_Entries:_
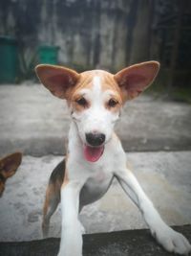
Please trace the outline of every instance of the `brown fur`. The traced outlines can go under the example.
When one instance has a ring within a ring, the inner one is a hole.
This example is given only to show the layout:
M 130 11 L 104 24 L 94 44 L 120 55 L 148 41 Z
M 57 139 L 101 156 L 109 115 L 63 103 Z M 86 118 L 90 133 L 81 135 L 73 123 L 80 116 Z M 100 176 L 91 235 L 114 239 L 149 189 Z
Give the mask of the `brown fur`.
M 14 152 L 0 159 L 0 197 L 5 190 L 6 180 L 15 174 L 21 160 L 21 152 Z

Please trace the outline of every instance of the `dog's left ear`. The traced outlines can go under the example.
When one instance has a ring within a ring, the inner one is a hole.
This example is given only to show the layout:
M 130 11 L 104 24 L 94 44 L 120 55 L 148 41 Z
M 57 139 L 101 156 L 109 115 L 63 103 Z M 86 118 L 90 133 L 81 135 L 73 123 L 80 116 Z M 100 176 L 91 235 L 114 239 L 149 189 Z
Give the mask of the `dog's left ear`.
M 74 70 L 56 65 L 40 64 L 35 67 L 35 72 L 45 87 L 61 99 L 67 99 L 69 89 L 80 77 Z
M 144 91 L 155 80 L 159 70 L 158 61 L 147 61 L 117 73 L 114 78 L 122 90 L 124 101 L 134 99 Z
M 0 160 L 0 169 L 1 174 L 5 178 L 11 177 L 13 175 L 21 164 L 22 161 L 22 153 L 14 152 L 10 155 L 5 156 Z

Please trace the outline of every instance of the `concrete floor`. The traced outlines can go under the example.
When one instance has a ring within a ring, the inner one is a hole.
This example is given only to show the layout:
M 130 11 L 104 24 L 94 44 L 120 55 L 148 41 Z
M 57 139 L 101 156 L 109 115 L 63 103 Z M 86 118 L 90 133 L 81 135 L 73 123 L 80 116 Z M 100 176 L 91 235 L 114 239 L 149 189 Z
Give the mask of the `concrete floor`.
M 0 199 L 0 241 L 41 237 L 46 184 L 62 156 L 24 156 Z M 128 163 L 163 220 L 171 225 L 191 223 L 191 151 L 131 152 Z M 87 233 L 146 227 L 137 207 L 114 182 L 100 200 L 86 206 L 80 220 Z M 60 208 L 52 219 L 50 236 L 60 236 Z

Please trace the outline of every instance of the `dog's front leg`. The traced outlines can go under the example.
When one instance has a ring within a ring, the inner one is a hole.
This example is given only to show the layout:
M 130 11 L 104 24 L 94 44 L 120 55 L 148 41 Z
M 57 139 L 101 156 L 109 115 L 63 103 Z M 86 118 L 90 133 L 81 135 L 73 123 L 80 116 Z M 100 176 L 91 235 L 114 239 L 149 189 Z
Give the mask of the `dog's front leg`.
M 62 230 L 58 256 L 81 256 L 82 234 L 78 221 L 79 193 L 82 184 L 69 181 L 61 188 Z
M 191 245 L 181 234 L 169 227 L 160 218 L 153 203 L 139 186 L 131 171 L 125 169 L 116 174 L 124 191 L 141 211 L 151 233 L 168 251 L 179 254 L 188 254 Z

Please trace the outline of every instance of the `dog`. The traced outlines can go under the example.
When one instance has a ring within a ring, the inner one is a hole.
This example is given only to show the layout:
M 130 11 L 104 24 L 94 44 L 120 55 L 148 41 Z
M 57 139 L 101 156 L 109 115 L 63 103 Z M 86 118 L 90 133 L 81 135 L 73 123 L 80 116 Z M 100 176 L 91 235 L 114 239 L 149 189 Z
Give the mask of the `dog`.
M 126 154 L 114 126 L 123 105 L 155 80 L 157 61 L 124 68 L 113 75 L 103 70 L 74 70 L 40 64 L 37 77 L 54 96 L 65 99 L 71 113 L 68 153 L 53 170 L 46 192 L 43 233 L 61 200 L 62 227 L 58 256 L 82 255 L 83 227 L 78 213 L 100 198 L 116 177 L 139 208 L 152 235 L 170 252 L 188 254 L 189 242 L 169 227 L 127 168 Z
M 0 198 L 3 196 L 6 180 L 16 173 L 21 161 L 21 152 L 14 152 L 0 159 Z

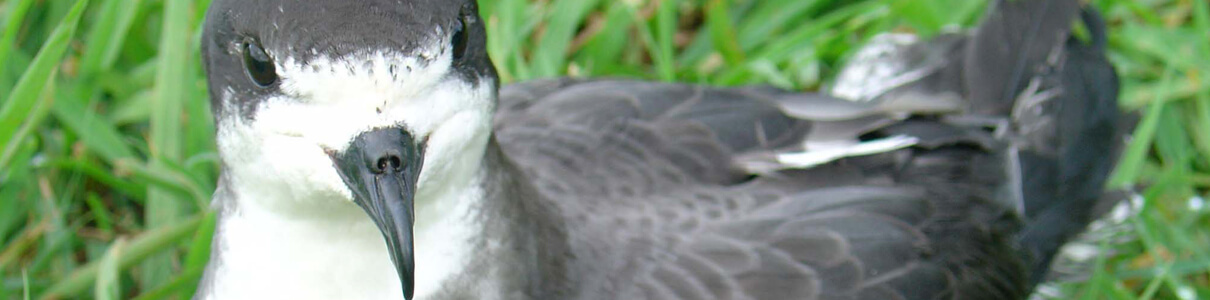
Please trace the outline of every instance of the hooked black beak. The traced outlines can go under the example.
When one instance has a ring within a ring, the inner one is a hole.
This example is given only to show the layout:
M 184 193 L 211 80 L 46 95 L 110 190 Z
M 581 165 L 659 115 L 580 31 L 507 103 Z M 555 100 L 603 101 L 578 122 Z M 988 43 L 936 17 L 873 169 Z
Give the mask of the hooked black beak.
M 329 154 L 336 172 L 353 191 L 353 202 L 365 209 L 386 240 L 391 261 L 411 300 L 415 278 L 413 255 L 413 197 L 424 162 L 424 150 L 399 127 L 357 135 L 347 150 Z

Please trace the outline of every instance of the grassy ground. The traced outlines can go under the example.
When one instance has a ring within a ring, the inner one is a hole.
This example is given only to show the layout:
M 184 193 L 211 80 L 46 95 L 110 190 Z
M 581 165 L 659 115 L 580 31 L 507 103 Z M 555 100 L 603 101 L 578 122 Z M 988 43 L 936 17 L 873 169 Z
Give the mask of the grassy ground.
M 970 0 L 482 0 L 505 81 L 632 76 L 819 90 L 875 34 L 970 27 Z M 1210 298 L 1210 8 L 1095 0 L 1142 209 L 1070 299 Z M 208 0 L 0 2 L 0 299 L 188 299 L 218 173 L 197 36 Z M 1112 242 L 1108 242 L 1112 241 Z

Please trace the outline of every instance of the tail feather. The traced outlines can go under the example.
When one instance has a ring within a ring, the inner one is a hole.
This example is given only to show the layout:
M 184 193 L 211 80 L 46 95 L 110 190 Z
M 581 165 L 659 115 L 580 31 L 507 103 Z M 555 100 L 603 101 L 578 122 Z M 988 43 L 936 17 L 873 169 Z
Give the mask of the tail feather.
M 1077 0 L 996 0 L 967 44 L 963 79 L 972 111 L 1008 114 L 1030 74 L 1066 42 L 1078 12 Z
M 1105 23 L 1093 10 L 1082 17 L 1091 41 L 1066 42 L 1059 75 L 1062 93 L 1047 108 L 1056 126 L 1049 133 L 1056 139 L 1054 152 L 1024 150 L 1036 158 L 1021 162 L 1022 168 L 1049 171 L 1026 178 L 1022 186 L 1027 219 L 1020 242 L 1032 254 L 1035 282 L 1048 272 L 1059 248 L 1095 218 L 1094 207 L 1122 148 L 1118 76 L 1105 58 Z

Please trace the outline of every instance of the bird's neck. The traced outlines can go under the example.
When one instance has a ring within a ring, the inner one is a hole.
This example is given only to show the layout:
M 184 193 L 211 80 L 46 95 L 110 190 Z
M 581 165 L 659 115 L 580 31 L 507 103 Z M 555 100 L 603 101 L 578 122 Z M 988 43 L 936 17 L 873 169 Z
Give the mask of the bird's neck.
M 479 165 L 466 180 L 417 195 L 416 299 L 560 290 L 547 288 L 565 281 L 566 235 L 557 208 L 538 198 L 494 139 Z M 334 208 L 332 215 L 340 217 L 329 219 L 290 218 L 241 206 L 253 202 L 237 189 L 231 194 L 237 201 L 220 214 L 221 237 L 207 275 L 211 299 L 401 298 L 382 236 L 361 208 Z M 362 218 L 348 217 L 357 214 Z

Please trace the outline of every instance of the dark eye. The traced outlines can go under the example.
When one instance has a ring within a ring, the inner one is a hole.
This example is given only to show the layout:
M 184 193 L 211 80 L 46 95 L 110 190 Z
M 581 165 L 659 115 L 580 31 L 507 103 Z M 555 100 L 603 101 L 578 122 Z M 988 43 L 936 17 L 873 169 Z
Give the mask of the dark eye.
M 265 48 L 255 42 L 243 44 L 243 69 L 258 86 L 266 87 L 277 82 L 277 67 L 273 67 L 273 59 L 269 58 Z
M 473 19 L 468 18 L 465 13 L 459 17 L 457 29 L 454 31 L 454 39 L 451 41 L 454 47 L 454 60 L 460 60 L 463 56 L 466 56 L 466 30 L 467 25 L 471 24 L 469 22 L 473 22 Z

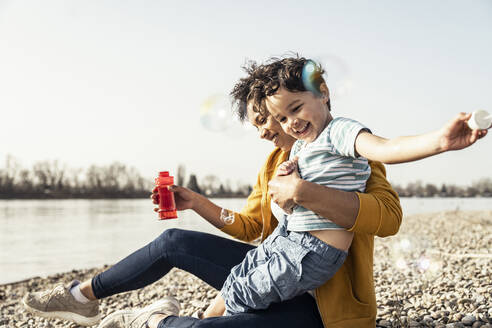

_Directive:_ Which lines of the listing contain the string "bird"? Return each of them in full.

_Full output:_
Please trace the outline of every instance of the bird's neck. The traced outlines can go under the example.
Give the mask of the bird's neck.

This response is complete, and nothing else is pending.